Rescale the data starting with the line that contains "Find the white pillow" and going on through the end of the data. Copy every line again, but multiply each point coordinate in the answers by 1.75 and round it to a whole number, with halves rounded up.

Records
>>>>>
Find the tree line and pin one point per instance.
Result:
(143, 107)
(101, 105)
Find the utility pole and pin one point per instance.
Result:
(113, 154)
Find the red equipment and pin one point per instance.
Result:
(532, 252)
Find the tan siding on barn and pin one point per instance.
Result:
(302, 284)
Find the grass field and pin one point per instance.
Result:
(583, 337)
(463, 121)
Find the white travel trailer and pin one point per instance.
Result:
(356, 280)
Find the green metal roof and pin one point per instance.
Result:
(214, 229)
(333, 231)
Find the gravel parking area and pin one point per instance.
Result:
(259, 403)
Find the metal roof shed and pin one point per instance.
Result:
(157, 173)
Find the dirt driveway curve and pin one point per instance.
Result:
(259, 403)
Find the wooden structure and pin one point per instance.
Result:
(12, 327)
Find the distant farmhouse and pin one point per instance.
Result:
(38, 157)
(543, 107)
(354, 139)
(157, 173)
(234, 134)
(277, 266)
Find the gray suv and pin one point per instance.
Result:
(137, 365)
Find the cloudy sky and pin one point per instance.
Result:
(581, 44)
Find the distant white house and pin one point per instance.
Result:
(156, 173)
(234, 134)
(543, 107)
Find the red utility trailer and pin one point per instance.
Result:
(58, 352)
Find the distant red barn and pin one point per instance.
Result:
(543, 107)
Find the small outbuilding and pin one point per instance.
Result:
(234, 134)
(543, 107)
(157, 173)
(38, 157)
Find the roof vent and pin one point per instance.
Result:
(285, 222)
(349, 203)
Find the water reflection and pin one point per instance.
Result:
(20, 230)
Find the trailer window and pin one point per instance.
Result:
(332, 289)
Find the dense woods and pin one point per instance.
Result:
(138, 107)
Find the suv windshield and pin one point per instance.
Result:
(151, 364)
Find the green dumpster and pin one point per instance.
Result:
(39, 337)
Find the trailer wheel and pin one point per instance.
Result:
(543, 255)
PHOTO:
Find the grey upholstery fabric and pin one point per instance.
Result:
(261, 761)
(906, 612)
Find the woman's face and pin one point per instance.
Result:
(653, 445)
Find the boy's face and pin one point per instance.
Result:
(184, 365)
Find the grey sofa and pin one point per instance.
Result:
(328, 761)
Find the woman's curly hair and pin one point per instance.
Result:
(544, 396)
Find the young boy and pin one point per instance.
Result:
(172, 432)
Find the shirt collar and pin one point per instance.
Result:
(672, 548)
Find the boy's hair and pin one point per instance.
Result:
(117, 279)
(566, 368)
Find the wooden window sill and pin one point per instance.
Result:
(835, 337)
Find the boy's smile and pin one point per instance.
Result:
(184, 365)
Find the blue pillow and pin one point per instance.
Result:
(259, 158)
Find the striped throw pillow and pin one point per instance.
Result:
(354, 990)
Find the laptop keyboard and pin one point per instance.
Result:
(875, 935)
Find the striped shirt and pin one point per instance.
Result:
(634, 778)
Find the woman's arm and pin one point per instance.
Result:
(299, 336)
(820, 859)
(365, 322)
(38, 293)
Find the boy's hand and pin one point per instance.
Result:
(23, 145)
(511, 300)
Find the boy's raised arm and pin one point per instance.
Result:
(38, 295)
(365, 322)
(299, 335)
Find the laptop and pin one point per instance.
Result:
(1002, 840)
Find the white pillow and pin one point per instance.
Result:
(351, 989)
<<<<<
Task answer:
Find the white pillow and pin one point per instance.
Result:
(614, 1731)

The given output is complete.